**Problem description**
The response must reproduce every record below without alteration.

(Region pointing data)
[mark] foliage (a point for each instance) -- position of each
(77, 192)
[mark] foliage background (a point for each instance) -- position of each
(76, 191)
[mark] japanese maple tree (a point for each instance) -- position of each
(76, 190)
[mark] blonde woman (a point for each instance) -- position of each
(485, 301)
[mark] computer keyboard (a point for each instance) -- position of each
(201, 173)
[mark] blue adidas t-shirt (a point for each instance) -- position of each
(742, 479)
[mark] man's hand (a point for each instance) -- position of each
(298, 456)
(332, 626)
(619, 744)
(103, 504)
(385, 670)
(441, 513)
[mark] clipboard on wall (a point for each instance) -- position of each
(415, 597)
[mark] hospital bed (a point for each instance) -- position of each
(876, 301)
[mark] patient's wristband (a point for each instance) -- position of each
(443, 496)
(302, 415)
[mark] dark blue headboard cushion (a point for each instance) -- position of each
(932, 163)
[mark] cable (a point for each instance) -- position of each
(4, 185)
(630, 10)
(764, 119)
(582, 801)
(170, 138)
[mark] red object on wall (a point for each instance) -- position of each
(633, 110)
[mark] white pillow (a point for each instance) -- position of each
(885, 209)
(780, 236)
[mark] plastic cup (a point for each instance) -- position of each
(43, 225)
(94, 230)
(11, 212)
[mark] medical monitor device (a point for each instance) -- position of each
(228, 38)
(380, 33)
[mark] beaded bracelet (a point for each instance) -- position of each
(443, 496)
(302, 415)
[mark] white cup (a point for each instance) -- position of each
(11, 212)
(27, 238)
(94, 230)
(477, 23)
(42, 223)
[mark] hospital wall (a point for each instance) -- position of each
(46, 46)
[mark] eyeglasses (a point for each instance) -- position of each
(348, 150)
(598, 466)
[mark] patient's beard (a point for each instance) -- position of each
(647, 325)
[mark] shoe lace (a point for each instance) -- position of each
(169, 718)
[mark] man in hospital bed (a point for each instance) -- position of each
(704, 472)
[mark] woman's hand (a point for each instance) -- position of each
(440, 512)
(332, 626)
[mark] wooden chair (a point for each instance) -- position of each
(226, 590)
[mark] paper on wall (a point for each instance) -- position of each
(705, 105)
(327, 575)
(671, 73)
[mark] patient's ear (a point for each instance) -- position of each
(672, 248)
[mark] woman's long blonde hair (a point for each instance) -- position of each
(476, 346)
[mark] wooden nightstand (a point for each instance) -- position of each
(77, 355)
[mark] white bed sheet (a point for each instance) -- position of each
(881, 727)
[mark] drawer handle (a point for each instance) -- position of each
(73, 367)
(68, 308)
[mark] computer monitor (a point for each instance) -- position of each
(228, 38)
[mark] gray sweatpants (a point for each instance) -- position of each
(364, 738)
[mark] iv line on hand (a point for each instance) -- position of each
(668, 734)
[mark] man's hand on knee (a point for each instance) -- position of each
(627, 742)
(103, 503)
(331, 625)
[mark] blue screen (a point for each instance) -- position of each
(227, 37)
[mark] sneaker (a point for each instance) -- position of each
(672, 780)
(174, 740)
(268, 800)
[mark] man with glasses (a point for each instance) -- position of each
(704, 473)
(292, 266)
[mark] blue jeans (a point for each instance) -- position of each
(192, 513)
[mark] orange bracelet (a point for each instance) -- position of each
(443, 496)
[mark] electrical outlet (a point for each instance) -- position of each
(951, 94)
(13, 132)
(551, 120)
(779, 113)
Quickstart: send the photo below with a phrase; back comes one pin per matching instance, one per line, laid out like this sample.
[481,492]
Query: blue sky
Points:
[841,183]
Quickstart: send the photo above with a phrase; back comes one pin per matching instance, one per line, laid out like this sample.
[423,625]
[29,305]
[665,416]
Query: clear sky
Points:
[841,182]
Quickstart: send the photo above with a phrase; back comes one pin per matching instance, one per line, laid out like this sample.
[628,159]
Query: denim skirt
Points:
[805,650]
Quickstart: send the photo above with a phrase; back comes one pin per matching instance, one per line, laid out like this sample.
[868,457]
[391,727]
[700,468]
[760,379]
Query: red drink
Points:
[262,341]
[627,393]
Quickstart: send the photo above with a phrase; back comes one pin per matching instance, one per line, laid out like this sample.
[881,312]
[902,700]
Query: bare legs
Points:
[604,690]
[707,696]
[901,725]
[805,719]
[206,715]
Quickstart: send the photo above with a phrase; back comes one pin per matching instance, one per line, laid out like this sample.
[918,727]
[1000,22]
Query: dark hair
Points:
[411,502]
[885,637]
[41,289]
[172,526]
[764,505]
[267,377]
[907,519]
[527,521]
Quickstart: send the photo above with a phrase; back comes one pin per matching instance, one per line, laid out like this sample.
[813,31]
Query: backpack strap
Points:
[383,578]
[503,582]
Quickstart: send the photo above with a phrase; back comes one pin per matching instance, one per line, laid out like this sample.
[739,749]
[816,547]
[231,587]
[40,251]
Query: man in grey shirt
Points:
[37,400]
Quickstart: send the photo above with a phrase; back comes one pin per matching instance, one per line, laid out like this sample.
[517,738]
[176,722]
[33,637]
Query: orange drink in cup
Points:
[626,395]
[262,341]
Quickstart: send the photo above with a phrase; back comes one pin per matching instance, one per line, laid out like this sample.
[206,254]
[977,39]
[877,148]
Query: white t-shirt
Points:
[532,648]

**Solution**
[mark] foliage (a point for each instance) -- position of each
(77, 192)
[mark] foliage background (a point for each instance) -- position of each
(76, 191)
[mark] japanese maple tree (a point for each instance) -- position of each
(76, 190)
[mark] blonde woman (a point for each instance) -- position of each
(485, 301)
[mark] computer keyboard (a point for each instance) -- position of each
(201, 173)
[mark] blue adidas t-shirt (a point for each instance) -- position of each
(742, 479)
[mark] man's hand (a point for each instance) -- position of each
(298, 456)
(332, 626)
(619, 744)
(103, 504)
(385, 670)
(441, 513)
[mark] clipboard on wall (a point for each instance) -- position of each
(415, 597)
[mark] hospital bed (a point for each instance) -- position of each
(876, 301)
[mark] patient's wristband (a point for each instance) -- position of each
(443, 496)
(302, 415)
[mark] dark blue headboard cushion (a point for each instance) -- position of each
(932, 163)
[mark] cable (a point for each instance) -- position of each
(4, 185)
(630, 10)
(764, 119)
(582, 801)
(170, 138)
[mark] red object on wall (a point for each instance) -- position of each
(633, 110)
[mark] white pillow (a point for each instance) -- position of each
(885, 209)
(780, 236)
[mark] plastic cup (a point for each instance) -- position of each
(43, 225)
(94, 230)
(11, 212)
[mark] medical monitor device (a point for each instance) -- position of each
(228, 38)
(380, 33)
[mark] beaded bracelet (a point for each instance) -- position of each
(443, 496)
(302, 415)
[mark] white cup (a point for each instance) -- position of each
(11, 212)
(27, 238)
(94, 230)
(477, 23)
(42, 223)
[mark] hospital wall (a point for each instance) -- position of each
(46, 46)
[mark] eyeglasses (a point for each instance) -- position of each
(348, 150)
(598, 466)
[mark] patient's beard (a point for each instance) -- position of each
(647, 325)
[mark] shoe lace (a point for each instance) -- position of each
(169, 718)
[mark] man in hospital bed (a point for each instance) -- position of each
(704, 472)
[mark] woman's hand (a point for each instance) -- position of each
(440, 512)
(332, 626)
[mark] wooden chair (a point for each instance) -- position of each
(226, 590)
[mark] paper on wall (a point for each instance) -- position of each
(705, 105)
(327, 575)
(671, 73)
[mark] patient's ear (a point for each instance) -- position of each
(672, 248)
[mark] woman's long blonde hair (a point for each instance) -- position of each
(476, 346)
[mark] wooden nightstand (a point for each instance) -- position of each
(77, 355)
[mark] white bed sheet (a point for each instance) -- position of each
(881, 727)
[mark] drawer handle (a point for each instance) -- position of each
(73, 367)
(68, 308)
[mark] computer monitor (a point for each instance) -- position of each
(228, 38)
[mark] gray sweatpants (a point for each instance) -- position of each
(364, 738)
[mark] iv line on hand (a point for each instance) -- position of each
(668, 734)
[mark] man's hand on knee (a point for each instance) -- position of each
(627, 742)
(103, 503)
(331, 625)
[mark] blue screen (a point for each instance) -- position of each
(227, 37)
[mark] sneaker (a point for each instance) -- position of each
(672, 780)
(174, 740)
(268, 800)
[mark] man with glasses (a point for each instance) -- position of each
(704, 473)
(292, 266)
[mark] blue jeans (a point for each instance) -- position of each
(192, 513)
[mark] orange bracelet (a point for each instance) -- position of each
(443, 496)
[mark] electrical outlet (a point for each instance) -- position of each
(951, 94)
(13, 132)
(551, 120)
(779, 113)
Quickstart: send the photo below with a phrase; back comes one pin per matching instance, one per line, laid out like this sample.
[481,492]
Query: blue sky
Points:
[841,183]
Quickstart: send the photo above with a phrase; back comes one pin per matching instance, one per line, laid out like this sample.
[423,625]
[29,305]
[665,416]
Query: clear sky
Points:
[841,182]
Quickstart: send the photo above with a phrase; back comes one pin per matching instance, one per line, laid out like this sample.
[628,159]
Query: denim skirt
Points:
[805,650]
Quickstart: send the photo above with a phrase; back comes one pin per matching instance, one per line, laid out like this sample.
[868,457]
[391,727]
[700,468]
[760,379]
Query: red drink
Points:
[262,341]
[627,393]
Quickstart: send the photo above with a phrase; back comes one pin per matching instance, one per line, laid out like this sample.
[881,312]
[902,700]
Query: bare legs
Points:
[604,690]
[707,696]
[901,725]
[805,719]
[206,715]
Quickstart: send the photo above with a phrase; back comes one pin per matching instance, one per line, laid out like this sample.
[918,727]
[1000,22]
Query: dark hair
Points:
[411,502]
[885,637]
[41,289]
[172,526]
[764,505]
[267,377]
[907,519]
[527,521]
Quickstart: send the photo above with a phrase; back comes one pin per matching instance, one per line, laid out like this sample.
[813,31]
Query: backpack strap
Points:
[383,578]
[503,582]
Quickstart: send the photo above with a phrase; back comes one pin per matching instance, one per line, laid out like this sample.
[739,749]
[816,547]
[231,587]
[40,251]
Query: man in grey shirt
Points:
[37,400]
Quickstart: send the photo above with a phrase; back comes one pin per matching instance, one per line, laid out like this sample.
[517,738]
[176,722]
[33,637]
Query: orange drink in cup
Points:
[626,395]
[262,341]
Quickstart: send the photo above with a phrase; back comes one pin per matching instance, one per line, laid out like this sample.
[206,254]
[977,39]
[877,148]
Query: white t-shirt
Points:
[532,648]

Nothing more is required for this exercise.